§ What to do
Nothing should appear in the answer except the lines below from the line containing "Annotation task: put one keypoint on every instance of the sky" through the line containing "Annotation task: put one keypoint on every instance of the gray", copied exactly, with pictures left out.

§ Available records
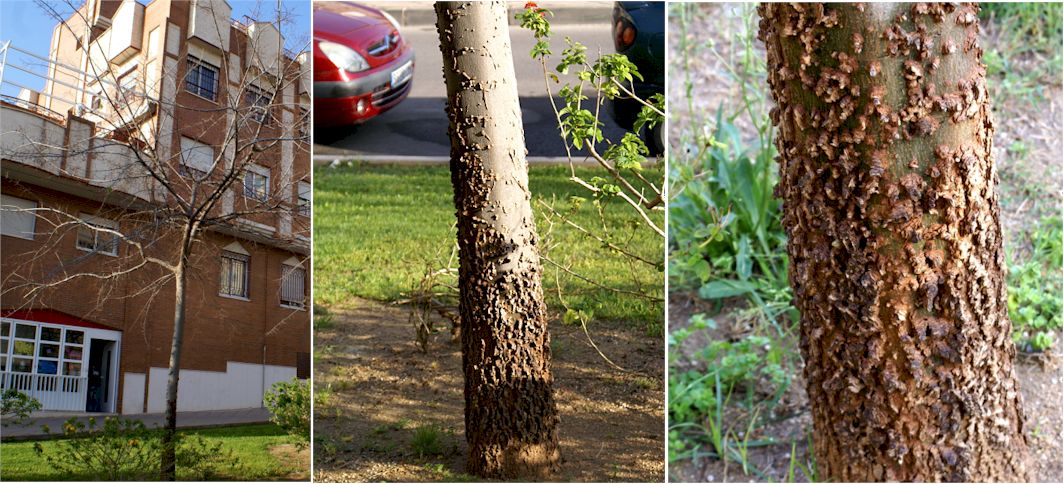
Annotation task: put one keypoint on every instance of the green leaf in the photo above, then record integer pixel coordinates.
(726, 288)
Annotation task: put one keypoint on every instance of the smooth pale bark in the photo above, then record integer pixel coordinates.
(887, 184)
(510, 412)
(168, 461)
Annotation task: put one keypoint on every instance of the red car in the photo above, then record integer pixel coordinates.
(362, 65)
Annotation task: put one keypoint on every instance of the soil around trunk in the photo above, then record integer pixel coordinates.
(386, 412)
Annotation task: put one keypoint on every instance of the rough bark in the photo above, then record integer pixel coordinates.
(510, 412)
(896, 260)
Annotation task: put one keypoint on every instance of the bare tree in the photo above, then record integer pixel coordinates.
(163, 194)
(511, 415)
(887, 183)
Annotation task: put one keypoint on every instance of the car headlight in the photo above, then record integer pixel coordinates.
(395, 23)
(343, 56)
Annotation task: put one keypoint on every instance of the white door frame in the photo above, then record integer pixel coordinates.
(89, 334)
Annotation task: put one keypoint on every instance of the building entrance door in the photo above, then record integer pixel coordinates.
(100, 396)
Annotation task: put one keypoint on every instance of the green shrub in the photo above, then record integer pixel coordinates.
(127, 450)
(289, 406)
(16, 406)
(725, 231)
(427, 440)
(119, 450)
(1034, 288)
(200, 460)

---

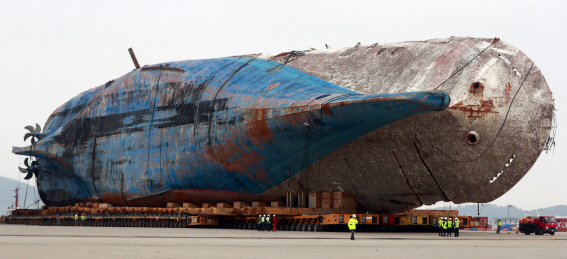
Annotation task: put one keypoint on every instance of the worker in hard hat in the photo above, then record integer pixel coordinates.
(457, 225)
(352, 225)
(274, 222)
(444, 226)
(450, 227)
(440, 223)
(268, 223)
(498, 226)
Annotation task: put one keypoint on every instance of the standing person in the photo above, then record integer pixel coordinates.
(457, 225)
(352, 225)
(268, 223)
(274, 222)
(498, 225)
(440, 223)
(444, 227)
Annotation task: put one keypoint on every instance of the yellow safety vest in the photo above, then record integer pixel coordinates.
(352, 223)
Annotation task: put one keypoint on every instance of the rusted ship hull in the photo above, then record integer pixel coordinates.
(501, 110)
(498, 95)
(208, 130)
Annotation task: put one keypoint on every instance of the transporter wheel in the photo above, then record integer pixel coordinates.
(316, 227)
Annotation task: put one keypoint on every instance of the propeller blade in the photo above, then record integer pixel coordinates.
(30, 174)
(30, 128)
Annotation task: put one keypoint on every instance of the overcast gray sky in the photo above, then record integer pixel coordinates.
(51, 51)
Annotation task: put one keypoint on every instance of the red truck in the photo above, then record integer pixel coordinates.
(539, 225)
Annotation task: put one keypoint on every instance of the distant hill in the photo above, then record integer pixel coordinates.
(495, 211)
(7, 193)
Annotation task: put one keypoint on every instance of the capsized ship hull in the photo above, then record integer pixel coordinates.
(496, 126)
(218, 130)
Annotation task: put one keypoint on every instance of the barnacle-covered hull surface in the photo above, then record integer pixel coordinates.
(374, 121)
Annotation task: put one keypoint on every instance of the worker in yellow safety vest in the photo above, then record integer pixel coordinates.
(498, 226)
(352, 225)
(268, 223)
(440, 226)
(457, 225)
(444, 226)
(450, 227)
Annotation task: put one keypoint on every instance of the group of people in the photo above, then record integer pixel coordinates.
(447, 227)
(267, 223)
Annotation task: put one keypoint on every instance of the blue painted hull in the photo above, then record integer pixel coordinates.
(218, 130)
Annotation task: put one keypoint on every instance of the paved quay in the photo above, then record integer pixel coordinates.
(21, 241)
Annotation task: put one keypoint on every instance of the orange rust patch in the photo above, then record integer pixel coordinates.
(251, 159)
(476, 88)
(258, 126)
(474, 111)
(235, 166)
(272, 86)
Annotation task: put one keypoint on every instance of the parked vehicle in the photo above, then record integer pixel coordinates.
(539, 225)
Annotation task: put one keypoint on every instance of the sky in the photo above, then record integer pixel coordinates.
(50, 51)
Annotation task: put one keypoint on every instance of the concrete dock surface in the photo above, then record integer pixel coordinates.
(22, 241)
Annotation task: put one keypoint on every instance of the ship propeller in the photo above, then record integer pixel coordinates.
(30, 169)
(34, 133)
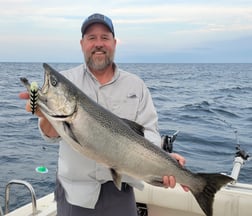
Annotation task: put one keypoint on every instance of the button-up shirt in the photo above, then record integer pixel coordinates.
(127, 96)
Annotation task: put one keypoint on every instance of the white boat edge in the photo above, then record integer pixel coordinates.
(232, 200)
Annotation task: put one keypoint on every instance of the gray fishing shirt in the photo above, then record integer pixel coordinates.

§ Output of the exercise
Annotation task: put one keypoint on every instance of the sky in the photo above, then record integer pixel coordinates.
(50, 51)
Annotation task: put one keypoint on every instance of the concrete dock surface in the photo above, then record integer pixel coordinates.
(22, 241)
Annotation task: put one keypoint on every instance of the ship propeller in the photo above, then record integer pixel coordinates.
(30, 169)
(34, 133)
Annotation task: put one keypoint on every instance of the button-up shirt in the photo above, then record integer pixel coordinates.
(127, 96)
Annotation task: put one keypoint on every instance of the white boat edge in the photo above, then record integer pixel coordinates.
(232, 200)
Annotation task: put one keypoint on every instance of the gray fishing shirt in the photo above, then record integer pixel coordinates.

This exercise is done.